PROVIDED TEXT.
----

Song Meaning
The lyrics paint a stark, almost detached picture of a drowned girl's descent. The opening lines describe her drifting downstream, a process made strangely beautiful by the "opal of the sky" that seems to "pacify the corpse." This initial image sets a tone that is both serene and unsettling, as nature begins to claim her. The "kelp and algae" clinging to her, making her heavier, and the "cool fish" swimming by her leg, are presented matter-of-factly, emphasizing the physical reality of her decay.
The narrative then shifts to a cosmic, almost divine perspective, detailing how the sky changes from "dark as smoke" at night to bright in the morning, as if to provide a semblance of time and order for the deceased. However, this celestial observation quickly turns somber. As her body decomposes, the lyrics suggest a gradual, almost deliberate forgetting by God. This process is meticulously detailed: first her face, then her hands, and finally her hair, marking a slow erasure from existence. The final line, "Then she became carrion in rivers with much carrion," delivers a chilling finality, reducing her to just another decaying body in the water.

----

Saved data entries
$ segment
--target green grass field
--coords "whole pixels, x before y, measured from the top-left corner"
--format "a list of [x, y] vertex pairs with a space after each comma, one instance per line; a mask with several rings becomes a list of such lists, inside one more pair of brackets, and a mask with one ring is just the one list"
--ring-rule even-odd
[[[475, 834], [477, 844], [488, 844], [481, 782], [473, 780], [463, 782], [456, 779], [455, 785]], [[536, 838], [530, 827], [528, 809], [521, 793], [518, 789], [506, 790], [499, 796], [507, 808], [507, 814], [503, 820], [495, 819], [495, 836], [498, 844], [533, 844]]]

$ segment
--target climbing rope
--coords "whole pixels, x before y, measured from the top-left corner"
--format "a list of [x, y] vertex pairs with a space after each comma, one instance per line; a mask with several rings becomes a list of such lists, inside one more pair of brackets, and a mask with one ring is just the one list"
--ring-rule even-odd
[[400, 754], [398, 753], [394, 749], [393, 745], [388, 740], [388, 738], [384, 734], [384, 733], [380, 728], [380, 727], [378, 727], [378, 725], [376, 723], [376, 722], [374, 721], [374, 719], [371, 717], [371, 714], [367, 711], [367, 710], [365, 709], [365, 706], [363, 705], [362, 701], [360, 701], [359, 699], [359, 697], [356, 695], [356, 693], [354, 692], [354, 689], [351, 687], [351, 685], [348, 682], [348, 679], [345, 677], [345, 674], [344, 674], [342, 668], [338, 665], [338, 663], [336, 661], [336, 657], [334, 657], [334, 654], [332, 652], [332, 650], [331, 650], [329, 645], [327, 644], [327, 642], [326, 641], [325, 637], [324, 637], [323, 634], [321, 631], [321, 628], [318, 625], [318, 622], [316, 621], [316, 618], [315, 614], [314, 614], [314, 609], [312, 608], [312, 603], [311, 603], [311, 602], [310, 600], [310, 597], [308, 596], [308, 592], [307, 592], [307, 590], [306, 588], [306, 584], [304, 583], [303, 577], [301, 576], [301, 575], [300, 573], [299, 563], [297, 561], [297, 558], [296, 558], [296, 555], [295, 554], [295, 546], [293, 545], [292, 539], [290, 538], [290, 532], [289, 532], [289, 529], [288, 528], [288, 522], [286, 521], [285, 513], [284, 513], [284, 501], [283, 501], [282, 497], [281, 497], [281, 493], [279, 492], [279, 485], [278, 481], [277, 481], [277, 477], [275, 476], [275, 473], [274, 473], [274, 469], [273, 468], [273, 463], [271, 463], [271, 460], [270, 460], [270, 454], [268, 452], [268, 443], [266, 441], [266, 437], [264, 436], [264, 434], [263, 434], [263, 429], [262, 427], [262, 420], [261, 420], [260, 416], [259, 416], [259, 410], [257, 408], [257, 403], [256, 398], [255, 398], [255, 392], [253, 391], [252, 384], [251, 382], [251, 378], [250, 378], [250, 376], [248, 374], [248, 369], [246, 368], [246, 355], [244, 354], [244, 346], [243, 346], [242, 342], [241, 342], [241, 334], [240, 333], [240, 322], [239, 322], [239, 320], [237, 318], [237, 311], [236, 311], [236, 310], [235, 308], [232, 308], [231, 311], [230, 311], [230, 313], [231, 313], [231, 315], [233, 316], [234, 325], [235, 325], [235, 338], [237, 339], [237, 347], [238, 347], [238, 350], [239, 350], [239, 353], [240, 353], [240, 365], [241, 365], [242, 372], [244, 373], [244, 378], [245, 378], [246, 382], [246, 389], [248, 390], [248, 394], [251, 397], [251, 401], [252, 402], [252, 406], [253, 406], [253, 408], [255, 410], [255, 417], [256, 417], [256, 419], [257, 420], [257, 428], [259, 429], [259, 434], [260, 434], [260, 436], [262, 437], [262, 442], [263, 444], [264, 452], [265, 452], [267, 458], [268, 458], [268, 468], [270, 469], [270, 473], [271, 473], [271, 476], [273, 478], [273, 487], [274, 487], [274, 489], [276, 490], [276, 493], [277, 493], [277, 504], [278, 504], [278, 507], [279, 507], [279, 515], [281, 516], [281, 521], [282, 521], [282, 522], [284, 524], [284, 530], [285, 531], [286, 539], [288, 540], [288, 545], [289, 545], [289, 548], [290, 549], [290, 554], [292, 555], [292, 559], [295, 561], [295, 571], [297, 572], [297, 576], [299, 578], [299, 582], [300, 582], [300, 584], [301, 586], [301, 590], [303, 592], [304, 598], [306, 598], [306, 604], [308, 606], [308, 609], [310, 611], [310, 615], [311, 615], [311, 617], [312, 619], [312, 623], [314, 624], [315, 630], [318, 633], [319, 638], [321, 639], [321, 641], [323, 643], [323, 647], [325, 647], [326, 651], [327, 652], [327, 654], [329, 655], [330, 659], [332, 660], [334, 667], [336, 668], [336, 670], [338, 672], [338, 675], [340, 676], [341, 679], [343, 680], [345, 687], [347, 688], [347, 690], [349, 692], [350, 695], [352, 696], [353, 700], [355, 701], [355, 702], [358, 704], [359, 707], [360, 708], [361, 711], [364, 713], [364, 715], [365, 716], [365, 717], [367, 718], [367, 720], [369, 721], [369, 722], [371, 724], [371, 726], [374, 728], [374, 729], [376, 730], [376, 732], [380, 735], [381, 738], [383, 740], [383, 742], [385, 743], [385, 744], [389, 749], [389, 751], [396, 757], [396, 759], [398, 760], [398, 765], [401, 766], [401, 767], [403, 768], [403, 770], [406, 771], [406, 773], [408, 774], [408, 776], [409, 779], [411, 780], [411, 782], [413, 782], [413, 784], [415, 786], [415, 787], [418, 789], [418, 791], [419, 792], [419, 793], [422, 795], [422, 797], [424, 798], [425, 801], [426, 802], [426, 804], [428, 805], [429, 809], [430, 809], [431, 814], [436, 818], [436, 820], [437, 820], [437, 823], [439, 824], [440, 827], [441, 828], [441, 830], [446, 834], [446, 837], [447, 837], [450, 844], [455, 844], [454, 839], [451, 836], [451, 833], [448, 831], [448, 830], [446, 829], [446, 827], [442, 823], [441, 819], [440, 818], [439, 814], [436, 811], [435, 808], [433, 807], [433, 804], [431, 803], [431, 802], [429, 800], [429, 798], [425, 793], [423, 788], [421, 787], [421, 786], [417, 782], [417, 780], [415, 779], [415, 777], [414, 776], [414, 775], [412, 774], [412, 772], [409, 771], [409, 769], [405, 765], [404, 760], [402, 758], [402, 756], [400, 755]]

----

WORK TO COMPLETE. According to the song meaning, in what order are the parts of the drowned girl forgotten by God as her body decomposes?

YOUR RESPONSE. First her face, then her hands, and finally her hair.